In this paper, the authors present an open-source tool kit for the generation of microfabricated transparent models of porous media (micromodels) from image data sets using optically transparent 3D polymer additive manufacturing (3D printing or sintering). These micromodels serve as research and pedagogical tools that facilitate the direct visualization of drainage and imbibition within quasi-2D porous media, generated from a range of image modalities [e.g., thin section micrographs, µ-computed tomography (μCT) orthoslices, and conventional digital photography].

Introduction

Though recent advances in 3D X-ray imaging, such as X-ray microtomography and µCT, permit volumetric imaging of microcore flood experiments within geological samples at the pore scale, experimental observations of dynamic (time-resolved) multiphase flow within pore networks still are obtained conventionally using transparent etched or molded synthetic porous media commonly referred to as micromodels. Typically, video footage of fluid imbibition and drainage experiments conducted across these quasi-2D pore networks is used to understand fluid distributions and displacement mechanisms within an equivalent 3D porous media. Contrary to state-of-the-art dynamic µCT coreflood experiments, which require synchrotron beam time to be conducted, micromodel studies can be undertaken routinely within a laboratory-based setting with a relatively simple experimental setup. However, the facilities required to fabricate micromodels typically are highly specialized, with production often outsourced to third-party manufacturers.

**Task instructions**
**1.** According to the passage on micromodels, to whom is micromodel production often outsourced?
**2.** Based on the passage on micromodels, explain why micromodel studies can be carried out routinely in a laboratory while dynamic µCT coreflood experiments cannot.
**3.** Write the next part of the passage on micromodels, picking up after its final sentence.

**Given entries**
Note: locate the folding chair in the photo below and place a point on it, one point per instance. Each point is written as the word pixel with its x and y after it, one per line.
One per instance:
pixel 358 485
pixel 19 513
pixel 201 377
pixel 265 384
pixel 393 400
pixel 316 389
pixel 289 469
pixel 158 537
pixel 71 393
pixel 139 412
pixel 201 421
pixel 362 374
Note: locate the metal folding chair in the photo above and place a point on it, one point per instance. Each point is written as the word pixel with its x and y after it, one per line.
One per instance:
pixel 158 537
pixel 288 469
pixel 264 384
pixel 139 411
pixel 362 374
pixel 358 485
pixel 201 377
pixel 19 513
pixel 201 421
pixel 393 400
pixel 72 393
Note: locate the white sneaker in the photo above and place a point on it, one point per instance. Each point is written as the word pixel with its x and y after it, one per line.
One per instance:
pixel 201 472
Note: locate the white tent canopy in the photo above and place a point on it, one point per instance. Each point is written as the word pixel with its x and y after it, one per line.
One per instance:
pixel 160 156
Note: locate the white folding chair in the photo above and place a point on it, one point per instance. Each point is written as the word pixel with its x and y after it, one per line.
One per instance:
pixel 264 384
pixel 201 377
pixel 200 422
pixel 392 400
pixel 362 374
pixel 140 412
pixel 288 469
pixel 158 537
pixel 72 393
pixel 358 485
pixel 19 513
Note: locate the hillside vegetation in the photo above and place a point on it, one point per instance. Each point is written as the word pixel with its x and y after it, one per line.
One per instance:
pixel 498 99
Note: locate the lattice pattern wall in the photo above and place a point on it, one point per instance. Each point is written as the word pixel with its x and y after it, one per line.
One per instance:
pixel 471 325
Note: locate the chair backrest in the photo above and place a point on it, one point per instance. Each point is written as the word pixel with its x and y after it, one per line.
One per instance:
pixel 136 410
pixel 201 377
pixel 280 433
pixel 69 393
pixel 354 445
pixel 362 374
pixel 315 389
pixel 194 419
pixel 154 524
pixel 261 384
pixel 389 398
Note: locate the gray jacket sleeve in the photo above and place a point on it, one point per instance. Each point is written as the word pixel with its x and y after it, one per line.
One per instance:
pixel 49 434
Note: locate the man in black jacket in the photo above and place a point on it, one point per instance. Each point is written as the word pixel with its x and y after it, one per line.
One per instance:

**Answer list**
**1.** Third-party manufacturers.

**2.** Dynamic µCT coreflood experiments require synchrotron beam time. Micromodel studies need only a relatively simple experimental setup, so they can be undertaken routinely within a laboratory.

**3.**
In this work, the authors consider the potential of using additive manufacturing (3D printing or sintering) as an alternative to conventional micromodel-fabrication techniques. With the advent of light-transmissible 3D-printable materials, flow experiments conducted with these 3D-printed physical models can be captured using widely available optical imaging techniques (i.e., standalone digital cameras and trinocular microscopes). However, a major obstacle encountered in harnessing 3D-printing technologies for the goal of micromodels fabrication is the paucity in software tools capable of processing and converting raster-based images to mesh-based file formats parsable by commercially available 3D-printing systems.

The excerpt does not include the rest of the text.